* _Assignment_: Your copy must hold every line of the records word for word. It must hold no pictures.

* _Records for the exercise_:

- Opening Delimiter -

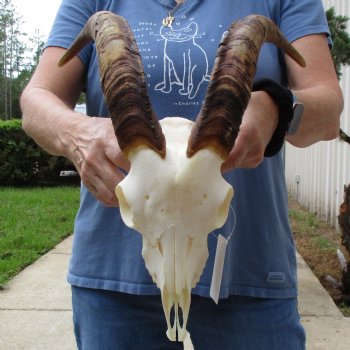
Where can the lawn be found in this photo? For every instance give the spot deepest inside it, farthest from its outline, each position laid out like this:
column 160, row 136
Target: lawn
column 33, row 221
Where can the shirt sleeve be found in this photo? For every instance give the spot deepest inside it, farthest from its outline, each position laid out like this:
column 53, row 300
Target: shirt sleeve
column 299, row 18
column 70, row 20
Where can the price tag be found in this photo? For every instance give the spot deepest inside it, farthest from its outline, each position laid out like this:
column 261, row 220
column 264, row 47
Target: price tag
column 218, row 268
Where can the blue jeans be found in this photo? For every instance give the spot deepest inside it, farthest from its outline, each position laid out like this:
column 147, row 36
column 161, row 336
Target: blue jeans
column 105, row 320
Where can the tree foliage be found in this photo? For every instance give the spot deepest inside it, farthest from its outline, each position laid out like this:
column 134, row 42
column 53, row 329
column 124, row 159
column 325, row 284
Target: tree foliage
column 341, row 39
column 19, row 55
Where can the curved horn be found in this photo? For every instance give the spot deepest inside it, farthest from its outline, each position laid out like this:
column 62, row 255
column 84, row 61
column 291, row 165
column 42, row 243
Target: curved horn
column 229, row 91
column 122, row 80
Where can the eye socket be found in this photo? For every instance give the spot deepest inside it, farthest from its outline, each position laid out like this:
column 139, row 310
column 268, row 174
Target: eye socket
column 223, row 210
column 125, row 209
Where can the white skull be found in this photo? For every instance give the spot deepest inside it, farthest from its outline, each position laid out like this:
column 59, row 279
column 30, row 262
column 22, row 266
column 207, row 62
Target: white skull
column 174, row 203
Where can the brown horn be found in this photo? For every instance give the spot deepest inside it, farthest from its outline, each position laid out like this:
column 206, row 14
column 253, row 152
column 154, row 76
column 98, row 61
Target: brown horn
column 122, row 80
column 229, row 91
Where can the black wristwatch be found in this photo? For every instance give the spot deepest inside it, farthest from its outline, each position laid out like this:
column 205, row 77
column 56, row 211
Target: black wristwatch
column 290, row 113
column 298, row 110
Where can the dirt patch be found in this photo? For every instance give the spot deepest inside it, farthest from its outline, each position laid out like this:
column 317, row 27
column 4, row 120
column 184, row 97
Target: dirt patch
column 317, row 242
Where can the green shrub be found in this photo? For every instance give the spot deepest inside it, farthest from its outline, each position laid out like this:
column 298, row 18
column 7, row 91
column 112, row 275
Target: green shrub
column 23, row 162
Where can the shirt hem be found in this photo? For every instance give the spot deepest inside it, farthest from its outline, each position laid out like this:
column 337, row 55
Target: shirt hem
column 203, row 291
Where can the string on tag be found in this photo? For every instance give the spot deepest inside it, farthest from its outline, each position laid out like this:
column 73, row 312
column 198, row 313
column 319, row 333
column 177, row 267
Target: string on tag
column 234, row 225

- Closing Delimiter -

* _Solution to the exercise_:
Where can the lawn be found in this photo? For every instance give the spot deepest inside it, farthest from its outline, each position laid out like this:
column 160, row 136
Target: lawn
column 33, row 221
Where can the shirt sleeve be found in this photo? For every instance give the spot deepest inside it, farthest from its outline, each position laid out like this:
column 53, row 300
Target: shirt sleeve
column 299, row 18
column 70, row 20
Where can the price tag be found in this photo? For every instance give the spot deepest inside it, farthest from its outline, each position laid out like this:
column 261, row 220
column 264, row 47
Target: price tag
column 218, row 268
Where can the blue jeans be found in this photo? For every instance give the spot deepest inside it, farthest from its outline, each position laid out like this:
column 147, row 36
column 161, row 336
Target: blue jeans
column 105, row 320
Where can the tree foliage be found in this photo? For every instance give the spot deepest inside it, farthest from its outline, each position laid out like this:
column 134, row 42
column 53, row 329
column 124, row 159
column 325, row 284
Target: tree foliage
column 341, row 39
column 19, row 55
Where can the curved horn be found in this photo? For every instance give the spot deepest inside it, farthest from its outline, each position laid out like this:
column 62, row 255
column 84, row 61
column 291, row 165
column 42, row 243
Target: curved horn
column 229, row 91
column 122, row 80
Where can the eye socket be found in this photo? For every instance give the spot deepest inside it, farthest from its outline, each position laid out like this:
column 139, row 310
column 268, row 174
Target: eye socket
column 223, row 210
column 125, row 209
Where can the white skull be found in this photo? For every instance give the spot deepest inside it, farthest from its outline, each position laid out like this:
column 59, row 279
column 30, row 262
column 22, row 266
column 207, row 62
Target: white skull
column 174, row 203
Where can the brown horn be found in this photo? For every instance give the spot deepest inside it, farthest from its outline, each position laid out like this:
column 206, row 14
column 253, row 152
column 154, row 76
column 98, row 61
Target: brown horn
column 122, row 80
column 229, row 91
Where can the black wristwatch be found in this photo? For every instance give the spot deepest inside it, farthest from its outline, each position laid out like this:
column 205, row 77
column 56, row 211
Target: black wristwatch
column 290, row 113
column 298, row 110
Where can the dirt patch be found in this photo? For every instance give the spot deepest inside it, farthest from its outline, each position laid out like this:
column 317, row 27
column 4, row 120
column 184, row 97
Target: dirt patch
column 317, row 242
Where can the green shrub be found in this photo? For every instance give the spot deepest inside it, farthest from its outline, each position laid out like this:
column 298, row 18
column 7, row 91
column 112, row 275
Target: green shrub
column 23, row 162
Where can the shirt hem be found in this photo? For every instance give the spot deepest inside it, farthest from its outline, each position laid out like this:
column 337, row 55
Target: shirt hem
column 203, row 291
Where can the string on tag be found in this photo? For every instance give the spot deepest inside it, farthest from its outline, each position laid out like this:
column 73, row 312
column 198, row 313
column 319, row 333
column 177, row 267
Target: string on tag
column 234, row 225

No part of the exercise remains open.